> **Text for analysis**:
DECAF (automated debloating) is the most practically useful defense result: it removes up to 70% of UEFI code without breaking functionality, reducing attack surface rather than hardening the existing code.

Open Problems

The paper identifies 7 open problems. These are research-level gaps, not engineering backlogs:

# Problem Type Notes
OP1 Automated taint source/sink identification in bootloaders Technical LLM-assisted static analysis (e.g., IRIS) cited as near-term direction
OP2 Automated rehosting for COTS bootloaders Engineering Current tools need manual platform-specific support
OP3 Automated input type identification for type 2/3 bootloaders Technical Only exists for specific type 1 surfaces
OP4 Lightweight runtime checks without hardware protections Engineering Strong bug oracles under early-boot memory constraints
OP5 Cross-surface and cross-stage analysis framework Technical Current tools treat each surface and stage in isolation
OP6 Domain-specific exploit mitigations Engineering Current mitigations all assume OS primitives
OP7 Automatic attack surface discovery across hardware and boot stages Technical Especially early-boot interfaces that aren’t documented

OP5 is the most fundamental: even in the controlled evaluation where vulnerabilities were injected across all 6 attack surfaces, existing tools only detected issues in sas1 and sas4. No framework can simultaneously reason across both attack surfaces and boot stages. The gaps are structural, not a tuning problem.

> **Actions to take**:
**A)** According to the passage on bootloader security, how much UEFI code can DECAF remove without breaking functionality?
**B)** Please reproduce everything in the passage on bootloader security from "DECAF (automated debloating)" down to "the existing code.".
The material after this point is separate from the passage on bootloader security.

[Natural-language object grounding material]

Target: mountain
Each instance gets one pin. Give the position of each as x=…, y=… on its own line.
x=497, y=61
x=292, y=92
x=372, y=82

> **Set of answers**:
**A)** Up to 70%.

**B)**
DECAF (automated debloating) is the most practically useful defense result: it removes up to 70% of UEFI code without breaking functionality, reducing attack surface rather than hardening the existing code.